**Task directions**
Pull out every line of the records below that contains the string "positive", matching case exactly.

Dataset entries:
********

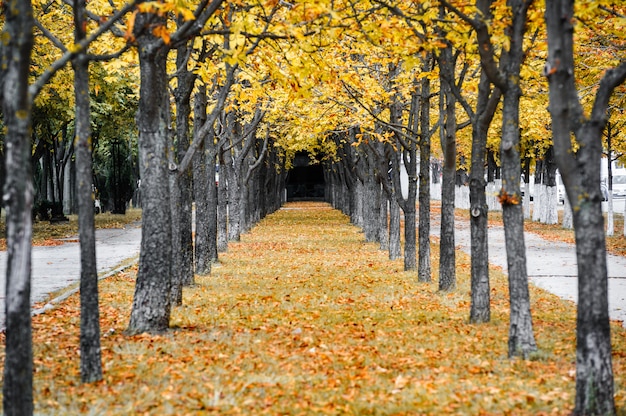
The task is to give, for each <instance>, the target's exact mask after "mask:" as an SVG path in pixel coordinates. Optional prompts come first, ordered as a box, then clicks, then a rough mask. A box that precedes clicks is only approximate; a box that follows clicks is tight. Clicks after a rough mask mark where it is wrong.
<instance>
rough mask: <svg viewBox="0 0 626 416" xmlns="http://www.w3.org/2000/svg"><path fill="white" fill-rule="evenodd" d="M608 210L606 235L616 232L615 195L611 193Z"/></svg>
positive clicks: (613, 233)
mask: <svg viewBox="0 0 626 416" xmlns="http://www.w3.org/2000/svg"><path fill="white" fill-rule="evenodd" d="M607 205H608V210H607V213H606V235H613V234H615V232H614V229H615V222H614V218H613V195H611V193H609V201H608V204H607Z"/></svg>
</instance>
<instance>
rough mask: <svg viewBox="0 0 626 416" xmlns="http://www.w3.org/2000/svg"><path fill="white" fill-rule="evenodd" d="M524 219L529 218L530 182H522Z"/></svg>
mask: <svg viewBox="0 0 626 416" xmlns="http://www.w3.org/2000/svg"><path fill="white" fill-rule="evenodd" d="M523 204H524V219H529V218H530V183H528V182H525V183H524V201H523Z"/></svg>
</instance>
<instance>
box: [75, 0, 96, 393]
mask: <svg viewBox="0 0 626 416" xmlns="http://www.w3.org/2000/svg"><path fill="white" fill-rule="evenodd" d="M85 21H86V10H85V0H76V1H75V2H74V34H75V40H76V43H79V42H80V41H81V40H82V39H84V38H85V35H86V34H85V26H84V23H85ZM72 66H73V68H74V95H75V102H76V104H75V105H76V121H75V123H76V144H75V146H76V148H75V152H76V176H77V178H78V181H77V197H78V235H79V240H80V373H81V379H82V381H83V382H85V383H91V382H94V381H98V380H101V379H102V358H101V350H100V308H99V304H98V269H97V267H96V235H95V225H94V215H95V214H94V206H93V196H92V192H93V191H92V181H93V167H92V165H93V159H92V142H91V127H90V122H91V115H90V108H89V107H90V103H89V60H88V58H87V56H86V54H85V52H81V53H79V54H78V55H77V56H76V58H74V60H73V61H72Z"/></svg>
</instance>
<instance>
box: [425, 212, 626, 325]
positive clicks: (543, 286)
mask: <svg viewBox="0 0 626 416" xmlns="http://www.w3.org/2000/svg"><path fill="white" fill-rule="evenodd" d="M431 230H432V233H433V235H439V224H438V223H437V222H436V219H435V221H434V222H433V224H432V226H431ZM454 237H455V245H456V247H457V248H459V249H461V250H463V251H465V252H466V253H468V254H470V253H471V249H470V228H469V221H458V220H456V221H455V236H454ZM524 242H525V245H526V267H527V271H528V279H529V281H530V283H531V284H533V285H535V286H537V287H540V288H543V289H545V290H547V291H549V292H551V293H554V294H555V295H557V296H559V297H561V298H563V299H567V300H571V301H573V302H576V301H577V298H578V269H577V261H576V247H575V246H574V245H573V244H568V243H561V242H555V241H548V240H545V239H543V238H541V237H540V236H538V235H537V234H533V233H529V232H526V233H524ZM489 263H491V264H493V265H496V266H500V267H502V270H504V271H506V270H507V263H506V249H505V245H504V227H501V226H490V227H489ZM607 267H608V277H609V314H610V317H611V319H614V320H619V321H622V325H623V326H626V325H624V323H625V322H626V257H622V256H615V255H612V254H609V255H607Z"/></svg>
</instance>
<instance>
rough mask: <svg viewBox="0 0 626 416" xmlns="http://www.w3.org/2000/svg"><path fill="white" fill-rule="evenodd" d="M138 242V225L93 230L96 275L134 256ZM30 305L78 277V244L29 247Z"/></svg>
mask: <svg viewBox="0 0 626 416" xmlns="http://www.w3.org/2000/svg"><path fill="white" fill-rule="evenodd" d="M140 245H141V226H140V225H138V224H137V225H128V226H126V228H119V229H101V230H96V262H97V265H98V274H99V275H100V276H102V275H105V274H107V273H109V272H111V271H113V270H115V269H117V268H118V267H119V266H120V265H122V264H123V263H125V262H126V261H128V260H129V259H133V258H135V257H136V256H137V255H138V254H139V247H140ZM6 268H7V252H6V251H2V252H0V328H4V310H5V306H4V305H5V292H6ZM31 279H32V283H31V304H35V303H37V302H42V301H45V300H47V299H48V297H49V295H50V294H51V293H54V292H56V291H58V290H60V289H63V288H66V287H68V286H70V285H72V284H73V283H76V282H78V281H79V280H80V247H79V243H77V242H66V243H65V244H62V245H58V246H49V247H33V252H32V274H31Z"/></svg>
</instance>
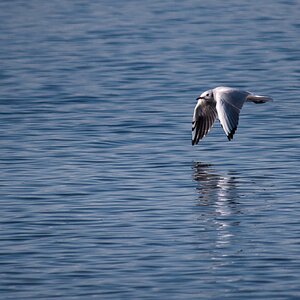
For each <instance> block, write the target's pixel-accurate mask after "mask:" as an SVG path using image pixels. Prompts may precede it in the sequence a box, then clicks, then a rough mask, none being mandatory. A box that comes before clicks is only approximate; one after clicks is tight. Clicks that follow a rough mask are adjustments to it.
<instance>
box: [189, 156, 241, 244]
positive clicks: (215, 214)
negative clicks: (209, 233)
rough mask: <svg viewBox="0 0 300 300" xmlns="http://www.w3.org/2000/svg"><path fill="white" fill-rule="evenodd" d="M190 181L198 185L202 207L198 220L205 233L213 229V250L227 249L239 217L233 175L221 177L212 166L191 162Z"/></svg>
mask: <svg viewBox="0 0 300 300" xmlns="http://www.w3.org/2000/svg"><path fill="white" fill-rule="evenodd" d="M193 180H194V181H195V182H197V186H196V190H197V193H198V200H197V206H199V207H201V209H200V217H199V219H201V222H202V223H203V225H204V226H205V227H206V228H207V229H209V230H208V232H210V233H211V229H212V228H211V227H214V228H215V229H216V233H217V236H215V238H216V240H215V246H216V248H224V247H227V246H229V245H230V244H231V243H232V239H233V236H234V235H235V232H236V230H235V229H234V228H236V226H238V225H239V220H240V218H239V215H240V214H241V210H240V205H239V195H238V190H237V183H236V176H233V174H229V175H225V176H221V175H219V174H217V173H216V172H215V171H214V170H213V166H212V165H209V164H204V163H201V162H194V163H193Z"/></svg>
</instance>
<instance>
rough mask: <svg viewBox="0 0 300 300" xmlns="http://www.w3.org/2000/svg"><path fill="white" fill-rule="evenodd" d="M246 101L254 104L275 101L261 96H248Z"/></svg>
mask: <svg viewBox="0 0 300 300" xmlns="http://www.w3.org/2000/svg"><path fill="white" fill-rule="evenodd" d="M246 101H247V102H253V103H265V102H270V101H273V99H272V98H271V97H268V96H259V95H253V94H250V95H248V96H247V98H246Z"/></svg>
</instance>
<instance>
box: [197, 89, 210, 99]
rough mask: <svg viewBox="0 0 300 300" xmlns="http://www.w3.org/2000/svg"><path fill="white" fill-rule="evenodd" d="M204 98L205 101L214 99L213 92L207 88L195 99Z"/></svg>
mask: <svg viewBox="0 0 300 300" xmlns="http://www.w3.org/2000/svg"><path fill="white" fill-rule="evenodd" d="M200 99H203V100H206V101H210V100H214V94H213V90H208V91H205V92H203V93H202V94H201V95H200V96H199V97H198V98H197V100H200Z"/></svg>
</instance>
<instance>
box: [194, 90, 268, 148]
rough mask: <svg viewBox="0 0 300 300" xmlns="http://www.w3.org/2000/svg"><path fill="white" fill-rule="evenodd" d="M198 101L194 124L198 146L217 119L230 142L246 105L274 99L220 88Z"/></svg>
mask: <svg viewBox="0 0 300 300" xmlns="http://www.w3.org/2000/svg"><path fill="white" fill-rule="evenodd" d="M197 100H198V101H197V104H196V106H195V109H194V114H193V122H192V145H195V144H198V142H199V141H200V140H201V139H202V138H203V137H204V136H205V135H207V133H208V132H209V130H210V129H211V127H212V125H213V123H214V122H215V120H216V118H218V119H219V120H220V123H221V125H222V127H223V130H224V132H225V134H226V136H227V138H228V140H231V139H232V138H233V135H234V133H235V131H236V129H237V125H238V122H239V114H240V110H241V109H242V107H243V105H244V103H245V102H254V103H265V102H268V101H272V98H270V97H266V96H259V95H254V94H252V93H250V92H246V91H241V90H238V89H235V88H230V87H225V86H220V87H216V88H214V89H211V90H208V91H206V92H204V93H202V94H201V95H200V96H199V97H198V98H197Z"/></svg>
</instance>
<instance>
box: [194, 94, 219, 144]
mask: <svg viewBox="0 0 300 300" xmlns="http://www.w3.org/2000/svg"><path fill="white" fill-rule="evenodd" d="M216 118H217V111H216V108H215V105H214V104H213V103H210V104H208V103H207V102H205V101H204V100H202V99H200V100H199V101H198V103H197V105H196V106H195V109H194V115H193V122H192V145H195V144H198V142H199V141H200V140H201V139H202V138H203V137H204V136H205V135H207V133H208V132H209V130H210V128H211V127H212V125H213V123H214V122H215V120H216Z"/></svg>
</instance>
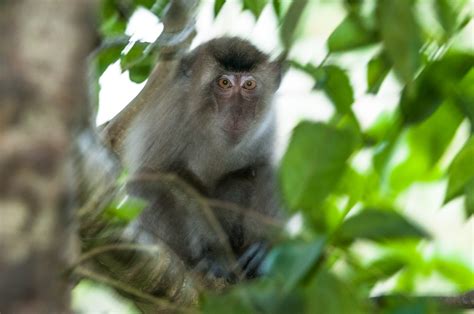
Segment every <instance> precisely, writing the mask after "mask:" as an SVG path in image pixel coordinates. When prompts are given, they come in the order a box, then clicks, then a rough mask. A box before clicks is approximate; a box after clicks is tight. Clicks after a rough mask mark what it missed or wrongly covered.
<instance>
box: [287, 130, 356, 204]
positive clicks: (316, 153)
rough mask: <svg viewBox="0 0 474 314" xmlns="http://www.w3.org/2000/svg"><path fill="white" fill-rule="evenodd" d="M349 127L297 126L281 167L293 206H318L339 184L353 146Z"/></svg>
mask: <svg viewBox="0 0 474 314" xmlns="http://www.w3.org/2000/svg"><path fill="white" fill-rule="evenodd" d="M354 142H355V140H354V136H353V134H352V133H351V132H350V131H347V130H338V129H336V128H333V127H330V126H328V125H326V124H322V123H312V122H308V121H305V122H301V123H300V124H299V125H298V126H297V127H296V128H295V130H294V132H293V136H292V138H291V141H290V144H289V146H288V150H287V152H286V154H285V156H284V157H283V160H282V163H281V167H280V180H281V184H282V190H283V195H284V198H285V200H286V202H287V204H288V206H289V208H290V209H293V210H296V209H298V208H305V209H312V208H315V207H317V206H318V205H319V204H320V203H321V202H322V201H323V200H324V199H325V198H326V197H327V196H328V195H329V194H330V193H331V192H332V191H333V189H334V188H335V187H336V185H337V184H338V181H339V179H340V178H341V177H342V175H343V173H344V170H345V168H346V161H347V159H348V158H349V156H350V155H351V154H352V152H353V150H354V148H355V147H354V146H355V144H354Z"/></svg>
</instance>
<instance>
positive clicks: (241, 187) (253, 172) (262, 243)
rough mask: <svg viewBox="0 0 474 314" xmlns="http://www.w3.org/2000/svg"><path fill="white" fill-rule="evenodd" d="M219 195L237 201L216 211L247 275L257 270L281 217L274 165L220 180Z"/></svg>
mask: <svg viewBox="0 0 474 314" xmlns="http://www.w3.org/2000/svg"><path fill="white" fill-rule="evenodd" d="M214 197H215V198H216V199H218V200H219V201H223V202H228V203H229V204H234V205H236V206H232V209H229V208H225V207H226V206H223V205H222V206H221V208H218V209H217V210H216V211H215V212H216V213H217V214H218V217H219V221H220V222H221V223H222V224H223V225H224V228H225V229H226V230H229V231H230V232H229V241H230V243H231V246H232V248H233V250H234V252H235V254H236V256H237V258H238V261H239V264H240V267H241V268H242V270H243V271H244V273H245V274H246V276H247V277H254V276H255V275H256V274H257V273H258V268H259V266H260V263H261V262H262V260H263V259H264V257H265V255H266V251H267V249H268V248H269V247H270V246H271V242H272V240H273V239H274V238H275V233H276V231H277V229H278V228H276V225H277V223H276V222H277V221H278V219H280V218H281V217H282V210H281V204H280V200H279V197H278V191H277V181H276V175H275V170H274V168H273V167H272V166H271V165H270V164H267V163H263V164H258V165H254V166H251V167H249V168H245V169H242V170H239V171H236V172H233V173H230V174H229V175H227V176H225V177H224V179H222V180H221V182H219V185H218V187H217V188H216V193H215V195H214Z"/></svg>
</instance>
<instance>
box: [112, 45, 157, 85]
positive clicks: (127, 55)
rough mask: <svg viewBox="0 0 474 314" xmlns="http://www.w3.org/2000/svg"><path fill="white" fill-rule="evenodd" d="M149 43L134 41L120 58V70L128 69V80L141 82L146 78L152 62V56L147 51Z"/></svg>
mask: <svg viewBox="0 0 474 314" xmlns="http://www.w3.org/2000/svg"><path fill="white" fill-rule="evenodd" d="M149 45H150V43H145V42H136V43H135V44H134V45H133V47H132V48H131V49H130V50H129V51H128V52H127V53H126V54H124V55H122V57H121V58H120V67H121V68H122V71H129V76H130V80H131V81H133V82H135V83H141V82H143V81H144V80H146V79H147V78H148V76H149V75H150V72H151V70H152V68H153V64H154V56H153V54H152V53H150V52H148V51H147V49H148V48H149Z"/></svg>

********

**Written answer**
positive clicks: (613, 233)
positive clicks: (543, 286)
positive clicks: (215, 214)
positive clicks: (316, 153)
positive clicks: (241, 187) (253, 172) (262, 243)
positive clicks: (127, 55)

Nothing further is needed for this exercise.